課題の指示
次の1.〜3.の記述がLGBTへの取り組みについての文章と一致するかを「はい」か「いいえ」で答え、判断の決め手となる文章中の語句を正確に引用すること。
1. AIGジャパンがLGBTに取り組むきっかけは、九州の営業本部からの提案だった。
2. 提案を受けたのは2015年の11月頃だった。
3. セミナーの講師には村木真紀さんが招かれた。

本文抜粋

╔══

企業としてLGBTに取り組む…組織とビジネスへのインパクト

蓮⾒ 勇太 ⽒
  • 太田 由紀
    企業のダイバーシティ推進において、今後ますます注目されるであろうイシューのひとつがLGBT※だと思います。AIGジャパンが企業としてLGBTに取り組むようになった背景として、何かきっかけはあったのでしょうか?

※LGBT
Lesbian(レズビアン:女性同性愛者)、Gay(ゲイ:男性同性愛者)、Bisexual(バイセクシュアル:両性愛者)、Transgender(トランスジェンダー:性別越境者)の頭文字をとった、セクシュアル・マイノリティ(性的少数者)の総称。

  • 蓮⾒ 勇太
    きっかけは九州の営業本部からの提案で、「代理店さんが九州レインボープライド(LGBTの啓発イベント)に協賛するんだけど、AIGとしてスポンサーになれないか、検討できないか」というものでした。

    提案を受けたのが2015年の7月頃。当時のAIGジャパンはLGBTのLの字も分からないような状態でした。当然社内にも当事者がいるでしょうし、基本的な知識もないままイベントに協賛するのは恥ずかしいですから、11月のイベントの前に「NPO法人虹色ダイバーシティ」代表の村木真紀さんを講師にお招きして、経営陣と人事部、そして協賛イベントの参加者を対象にセミナーを開きました。

╚══

抽出情報
╔══

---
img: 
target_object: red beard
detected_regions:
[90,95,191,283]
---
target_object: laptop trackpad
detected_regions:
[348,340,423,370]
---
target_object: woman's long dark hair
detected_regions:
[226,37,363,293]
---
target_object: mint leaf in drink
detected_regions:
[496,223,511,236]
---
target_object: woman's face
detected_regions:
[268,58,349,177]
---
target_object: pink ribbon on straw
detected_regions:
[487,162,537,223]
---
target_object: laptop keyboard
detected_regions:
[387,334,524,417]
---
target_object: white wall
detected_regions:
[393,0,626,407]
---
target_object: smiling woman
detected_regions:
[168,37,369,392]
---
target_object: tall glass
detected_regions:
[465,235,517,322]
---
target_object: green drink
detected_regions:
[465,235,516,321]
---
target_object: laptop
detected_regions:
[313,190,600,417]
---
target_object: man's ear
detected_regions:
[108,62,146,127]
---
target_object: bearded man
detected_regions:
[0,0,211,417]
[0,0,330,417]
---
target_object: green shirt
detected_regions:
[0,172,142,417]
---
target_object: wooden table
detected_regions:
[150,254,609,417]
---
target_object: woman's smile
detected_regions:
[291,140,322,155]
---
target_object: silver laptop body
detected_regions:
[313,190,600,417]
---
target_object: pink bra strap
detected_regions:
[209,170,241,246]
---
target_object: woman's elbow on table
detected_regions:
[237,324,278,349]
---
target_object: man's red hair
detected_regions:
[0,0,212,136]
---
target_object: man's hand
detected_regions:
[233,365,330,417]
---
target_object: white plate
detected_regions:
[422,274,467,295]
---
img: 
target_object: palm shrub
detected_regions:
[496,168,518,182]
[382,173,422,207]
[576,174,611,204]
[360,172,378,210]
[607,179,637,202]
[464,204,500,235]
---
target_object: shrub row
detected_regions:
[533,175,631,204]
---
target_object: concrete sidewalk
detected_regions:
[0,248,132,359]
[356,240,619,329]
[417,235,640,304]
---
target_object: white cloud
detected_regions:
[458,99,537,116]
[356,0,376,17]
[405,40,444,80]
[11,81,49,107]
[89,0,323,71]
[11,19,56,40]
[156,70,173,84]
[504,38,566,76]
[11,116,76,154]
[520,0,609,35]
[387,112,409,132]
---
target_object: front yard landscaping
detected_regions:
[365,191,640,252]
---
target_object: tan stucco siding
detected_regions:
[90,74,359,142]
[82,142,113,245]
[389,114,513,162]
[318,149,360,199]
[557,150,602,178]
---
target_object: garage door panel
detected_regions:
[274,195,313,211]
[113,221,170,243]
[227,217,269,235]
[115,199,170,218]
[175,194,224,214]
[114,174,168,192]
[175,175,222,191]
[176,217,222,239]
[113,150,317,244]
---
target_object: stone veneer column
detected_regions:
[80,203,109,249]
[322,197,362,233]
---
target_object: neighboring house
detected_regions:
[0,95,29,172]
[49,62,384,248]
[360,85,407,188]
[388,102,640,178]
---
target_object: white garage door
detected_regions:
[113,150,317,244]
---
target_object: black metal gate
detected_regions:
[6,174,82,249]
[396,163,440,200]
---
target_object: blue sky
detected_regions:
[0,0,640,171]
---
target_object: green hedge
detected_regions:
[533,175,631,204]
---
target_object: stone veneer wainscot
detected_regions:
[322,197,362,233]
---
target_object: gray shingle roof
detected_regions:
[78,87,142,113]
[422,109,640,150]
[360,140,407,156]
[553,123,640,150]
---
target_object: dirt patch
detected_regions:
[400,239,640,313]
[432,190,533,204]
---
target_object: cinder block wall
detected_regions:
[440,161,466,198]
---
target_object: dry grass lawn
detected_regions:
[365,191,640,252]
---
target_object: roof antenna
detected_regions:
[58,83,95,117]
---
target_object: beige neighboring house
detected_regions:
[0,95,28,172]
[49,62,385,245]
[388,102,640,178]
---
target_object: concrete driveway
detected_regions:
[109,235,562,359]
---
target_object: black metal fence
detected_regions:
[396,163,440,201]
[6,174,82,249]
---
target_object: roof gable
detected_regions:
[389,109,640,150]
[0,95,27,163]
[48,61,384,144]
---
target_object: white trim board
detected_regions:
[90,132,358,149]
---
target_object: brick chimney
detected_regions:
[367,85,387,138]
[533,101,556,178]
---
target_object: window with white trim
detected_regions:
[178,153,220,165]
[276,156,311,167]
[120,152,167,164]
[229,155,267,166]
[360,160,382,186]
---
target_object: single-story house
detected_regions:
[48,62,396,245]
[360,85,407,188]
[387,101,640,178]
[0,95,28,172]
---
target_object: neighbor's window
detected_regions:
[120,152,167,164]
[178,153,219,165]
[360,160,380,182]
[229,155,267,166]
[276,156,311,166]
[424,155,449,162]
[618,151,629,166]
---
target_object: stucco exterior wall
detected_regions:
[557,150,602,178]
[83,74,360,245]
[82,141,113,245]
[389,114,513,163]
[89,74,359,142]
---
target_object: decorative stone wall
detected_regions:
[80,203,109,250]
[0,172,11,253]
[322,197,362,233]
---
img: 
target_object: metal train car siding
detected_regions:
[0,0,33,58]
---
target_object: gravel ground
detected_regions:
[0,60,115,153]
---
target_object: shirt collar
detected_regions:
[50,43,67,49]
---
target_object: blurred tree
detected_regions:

╚══

課題への回答
1. はい。「きっかけは九州の営業本部からの提案で」
2. いいえ。「提案を受けたのが2015年の7月頃。」
3. はい。「代表の村木真紀さんを講師にお招きして」